Records shown
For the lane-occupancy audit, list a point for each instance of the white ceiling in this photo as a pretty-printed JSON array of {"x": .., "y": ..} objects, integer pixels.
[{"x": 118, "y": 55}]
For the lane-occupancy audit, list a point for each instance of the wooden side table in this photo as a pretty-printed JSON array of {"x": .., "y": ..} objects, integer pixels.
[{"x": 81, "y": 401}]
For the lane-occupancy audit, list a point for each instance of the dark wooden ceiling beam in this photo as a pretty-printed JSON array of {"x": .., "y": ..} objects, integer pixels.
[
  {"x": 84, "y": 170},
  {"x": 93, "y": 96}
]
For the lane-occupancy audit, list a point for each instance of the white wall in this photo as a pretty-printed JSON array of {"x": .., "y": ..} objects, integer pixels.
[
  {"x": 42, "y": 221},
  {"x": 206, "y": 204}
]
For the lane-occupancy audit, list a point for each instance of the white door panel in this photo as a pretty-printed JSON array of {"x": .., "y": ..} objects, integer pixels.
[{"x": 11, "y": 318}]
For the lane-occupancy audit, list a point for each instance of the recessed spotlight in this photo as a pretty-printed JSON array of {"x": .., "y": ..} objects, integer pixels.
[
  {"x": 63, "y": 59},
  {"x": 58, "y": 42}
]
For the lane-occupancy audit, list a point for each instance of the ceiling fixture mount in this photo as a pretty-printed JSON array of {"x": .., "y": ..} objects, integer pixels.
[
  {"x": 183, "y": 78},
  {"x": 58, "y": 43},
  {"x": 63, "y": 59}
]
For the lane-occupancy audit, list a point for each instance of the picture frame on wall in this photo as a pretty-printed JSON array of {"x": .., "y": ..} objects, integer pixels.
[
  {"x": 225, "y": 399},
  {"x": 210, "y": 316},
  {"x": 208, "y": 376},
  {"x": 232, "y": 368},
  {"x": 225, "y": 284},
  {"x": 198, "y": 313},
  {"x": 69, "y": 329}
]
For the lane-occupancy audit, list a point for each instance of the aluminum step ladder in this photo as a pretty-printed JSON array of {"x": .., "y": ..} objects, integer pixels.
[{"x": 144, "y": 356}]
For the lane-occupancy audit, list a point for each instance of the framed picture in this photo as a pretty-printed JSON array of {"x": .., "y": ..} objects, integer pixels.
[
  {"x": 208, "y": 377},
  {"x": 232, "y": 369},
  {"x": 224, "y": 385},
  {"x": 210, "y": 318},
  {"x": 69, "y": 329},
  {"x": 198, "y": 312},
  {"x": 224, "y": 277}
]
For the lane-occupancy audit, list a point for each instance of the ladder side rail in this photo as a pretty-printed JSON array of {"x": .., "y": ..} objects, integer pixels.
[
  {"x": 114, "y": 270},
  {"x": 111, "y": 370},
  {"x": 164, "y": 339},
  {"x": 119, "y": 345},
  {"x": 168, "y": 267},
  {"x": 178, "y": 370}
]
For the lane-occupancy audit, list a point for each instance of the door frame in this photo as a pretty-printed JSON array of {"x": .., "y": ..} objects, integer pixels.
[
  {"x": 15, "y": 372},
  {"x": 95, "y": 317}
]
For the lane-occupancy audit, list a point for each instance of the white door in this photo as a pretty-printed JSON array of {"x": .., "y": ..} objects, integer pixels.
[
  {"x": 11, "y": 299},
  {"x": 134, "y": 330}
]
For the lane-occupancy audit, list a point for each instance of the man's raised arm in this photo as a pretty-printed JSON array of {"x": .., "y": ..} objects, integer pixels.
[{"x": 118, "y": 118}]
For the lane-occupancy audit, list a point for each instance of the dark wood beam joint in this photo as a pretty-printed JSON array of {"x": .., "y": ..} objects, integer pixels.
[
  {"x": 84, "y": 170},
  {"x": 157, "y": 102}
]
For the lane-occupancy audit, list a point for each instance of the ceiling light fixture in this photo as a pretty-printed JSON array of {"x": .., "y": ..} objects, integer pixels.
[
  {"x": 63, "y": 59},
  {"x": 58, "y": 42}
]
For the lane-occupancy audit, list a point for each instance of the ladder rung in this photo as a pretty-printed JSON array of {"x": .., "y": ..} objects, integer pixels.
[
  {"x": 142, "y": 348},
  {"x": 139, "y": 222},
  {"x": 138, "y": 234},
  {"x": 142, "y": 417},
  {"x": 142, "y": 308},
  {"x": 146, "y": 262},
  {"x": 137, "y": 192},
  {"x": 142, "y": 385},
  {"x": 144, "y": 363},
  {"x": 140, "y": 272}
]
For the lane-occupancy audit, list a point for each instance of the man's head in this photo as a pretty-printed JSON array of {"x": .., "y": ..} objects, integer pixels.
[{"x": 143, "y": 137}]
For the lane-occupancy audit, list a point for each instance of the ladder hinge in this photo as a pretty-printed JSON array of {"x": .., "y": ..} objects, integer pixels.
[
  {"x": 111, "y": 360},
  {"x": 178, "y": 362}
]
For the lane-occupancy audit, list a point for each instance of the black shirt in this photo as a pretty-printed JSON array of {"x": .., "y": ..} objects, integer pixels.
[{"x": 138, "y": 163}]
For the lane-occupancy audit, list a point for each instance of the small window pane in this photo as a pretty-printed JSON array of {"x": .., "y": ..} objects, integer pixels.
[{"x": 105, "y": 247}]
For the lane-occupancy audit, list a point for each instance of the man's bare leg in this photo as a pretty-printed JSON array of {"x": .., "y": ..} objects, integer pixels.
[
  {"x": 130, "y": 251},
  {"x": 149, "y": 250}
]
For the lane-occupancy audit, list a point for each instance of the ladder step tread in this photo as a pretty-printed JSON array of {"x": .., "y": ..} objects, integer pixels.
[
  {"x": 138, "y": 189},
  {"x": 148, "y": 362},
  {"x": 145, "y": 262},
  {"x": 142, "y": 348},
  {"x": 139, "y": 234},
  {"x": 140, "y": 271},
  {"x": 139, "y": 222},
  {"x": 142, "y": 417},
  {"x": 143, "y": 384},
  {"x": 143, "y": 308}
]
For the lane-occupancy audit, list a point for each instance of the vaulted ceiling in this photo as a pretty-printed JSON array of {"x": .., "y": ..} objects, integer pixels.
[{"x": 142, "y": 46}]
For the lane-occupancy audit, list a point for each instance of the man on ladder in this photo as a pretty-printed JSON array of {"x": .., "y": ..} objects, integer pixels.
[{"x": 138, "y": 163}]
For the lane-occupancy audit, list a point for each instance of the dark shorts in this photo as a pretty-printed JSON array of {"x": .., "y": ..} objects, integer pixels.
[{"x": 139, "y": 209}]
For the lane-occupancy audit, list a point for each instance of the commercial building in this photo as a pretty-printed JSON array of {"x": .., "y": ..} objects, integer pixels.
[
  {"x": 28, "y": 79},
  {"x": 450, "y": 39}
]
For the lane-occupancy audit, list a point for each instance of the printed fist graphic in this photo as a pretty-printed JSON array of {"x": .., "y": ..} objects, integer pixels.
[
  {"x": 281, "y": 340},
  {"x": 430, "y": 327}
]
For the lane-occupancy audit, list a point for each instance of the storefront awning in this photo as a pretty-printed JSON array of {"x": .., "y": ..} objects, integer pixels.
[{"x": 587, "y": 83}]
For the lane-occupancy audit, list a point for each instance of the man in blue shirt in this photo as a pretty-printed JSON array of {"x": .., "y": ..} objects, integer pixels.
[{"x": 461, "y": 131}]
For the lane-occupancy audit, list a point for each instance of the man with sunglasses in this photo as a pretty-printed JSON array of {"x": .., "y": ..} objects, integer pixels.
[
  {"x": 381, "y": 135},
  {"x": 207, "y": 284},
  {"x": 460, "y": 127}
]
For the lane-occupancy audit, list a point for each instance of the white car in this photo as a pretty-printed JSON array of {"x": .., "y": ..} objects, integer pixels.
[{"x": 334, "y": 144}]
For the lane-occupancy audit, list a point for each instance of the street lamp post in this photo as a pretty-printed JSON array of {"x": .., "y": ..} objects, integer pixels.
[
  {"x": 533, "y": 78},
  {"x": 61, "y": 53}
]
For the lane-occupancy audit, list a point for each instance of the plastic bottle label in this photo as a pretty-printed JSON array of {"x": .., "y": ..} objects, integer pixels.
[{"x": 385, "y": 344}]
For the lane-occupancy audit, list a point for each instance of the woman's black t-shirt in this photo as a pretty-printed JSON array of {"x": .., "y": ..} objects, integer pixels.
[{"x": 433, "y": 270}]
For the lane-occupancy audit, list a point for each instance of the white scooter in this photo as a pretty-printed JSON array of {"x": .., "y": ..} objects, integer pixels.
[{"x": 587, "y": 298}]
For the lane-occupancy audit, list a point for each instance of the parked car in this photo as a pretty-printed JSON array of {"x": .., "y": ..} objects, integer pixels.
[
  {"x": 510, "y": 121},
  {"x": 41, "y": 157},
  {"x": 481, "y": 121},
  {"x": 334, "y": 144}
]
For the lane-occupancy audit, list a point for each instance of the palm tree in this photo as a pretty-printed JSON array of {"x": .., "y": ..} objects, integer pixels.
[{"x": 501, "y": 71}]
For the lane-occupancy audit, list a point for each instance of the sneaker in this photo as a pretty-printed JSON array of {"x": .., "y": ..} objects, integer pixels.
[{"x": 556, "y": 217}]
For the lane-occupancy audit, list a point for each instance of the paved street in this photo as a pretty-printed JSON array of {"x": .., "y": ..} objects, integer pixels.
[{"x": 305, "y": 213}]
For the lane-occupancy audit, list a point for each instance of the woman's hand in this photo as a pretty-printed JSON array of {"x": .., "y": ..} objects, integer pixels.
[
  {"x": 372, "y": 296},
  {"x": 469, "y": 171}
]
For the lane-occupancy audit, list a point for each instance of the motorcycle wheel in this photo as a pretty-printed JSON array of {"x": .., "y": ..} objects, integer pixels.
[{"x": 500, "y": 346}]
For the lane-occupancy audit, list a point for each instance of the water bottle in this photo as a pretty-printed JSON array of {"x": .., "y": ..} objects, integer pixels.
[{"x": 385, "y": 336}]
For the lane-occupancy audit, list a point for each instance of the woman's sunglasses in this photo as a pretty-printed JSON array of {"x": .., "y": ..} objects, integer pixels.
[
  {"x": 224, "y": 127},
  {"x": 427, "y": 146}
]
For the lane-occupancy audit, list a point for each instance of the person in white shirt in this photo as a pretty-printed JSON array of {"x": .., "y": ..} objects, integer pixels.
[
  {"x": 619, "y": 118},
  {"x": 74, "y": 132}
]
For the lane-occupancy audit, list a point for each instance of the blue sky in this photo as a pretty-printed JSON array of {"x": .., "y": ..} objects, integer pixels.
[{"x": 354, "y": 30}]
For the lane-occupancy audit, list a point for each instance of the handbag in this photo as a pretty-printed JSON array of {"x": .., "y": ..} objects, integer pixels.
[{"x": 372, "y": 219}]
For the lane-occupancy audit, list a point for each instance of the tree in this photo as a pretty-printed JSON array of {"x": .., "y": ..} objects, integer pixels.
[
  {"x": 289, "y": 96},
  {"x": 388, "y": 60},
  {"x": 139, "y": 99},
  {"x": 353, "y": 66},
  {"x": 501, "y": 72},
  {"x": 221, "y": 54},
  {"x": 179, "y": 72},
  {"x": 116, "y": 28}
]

Exercise directions
Each line from the one that holds "the woman's hand" to the end of the records above should be transcribed exactly, both ends included.

Problem solution
For the lane-occupancy audit, list a point for each instance of the woman's hand in this photo as a pretty-printed JSON array of {"x": .., "y": ..} objects, integer pixels.
[
  {"x": 372, "y": 296},
  {"x": 469, "y": 171}
]
For the lane-occupancy audit, list a point for each instance of the motorcycle wheel in this photo as a pretty-printed JSON array of {"x": .., "y": ..} objects, integer pixels.
[{"x": 500, "y": 346}]
For the lane-occupancy audit, list a point for each instance of the water bottle in this photo as a pretty-printed JSON array of {"x": .., "y": ..} objects, integer pixels.
[{"x": 385, "y": 336}]
For the lane-occupancy audit, list a point for each instance of the woman's sunglasses in this photo as a pretty-printed JSON array of {"x": .., "y": ..} objects, integer pixels.
[
  {"x": 224, "y": 127},
  {"x": 427, "y": 146}
]
For the lane-occupancy audit, list a point for each instance of the person in white shirt in this photo as a pretty-printed JSON array of {"x": .., "y": ..} objects, integer pixels.
[
  {"x": 619, "y": 118},
  {"x": 74, "y": 132}
]
For the lane-occupancy audit, list a point for each instance of the blue sky in this photo as a pretty-printed JSON array of {"x": .., "y": ..} objects, integer pixels.
[{"x": 354, "y": 30}]
For the lane-occupancy audit, list a point for each instance of the handbag in this photo as a pretty-printed JSON array of {"x": .., "y": ..} objects, integer pixels.
[{"x": 372, "y": 219}]
For the lane-occupancy audit, list a point for each instance of the tree in this photo as a pretty-printed JSON array of {"x": .., "y": ..} objects, integer pixels.
[
  {"x": 289, "y": 96},
  {"x": 388, "y": 60},
  {"x": 139, "y": 99},
  {"x": 353, "y": 66},
  {"x": 501, "y": 72},
  {"x": 221, "y": 54},
  {"x": 179, "y": 72},
  {"x": 116, "y": 28}
]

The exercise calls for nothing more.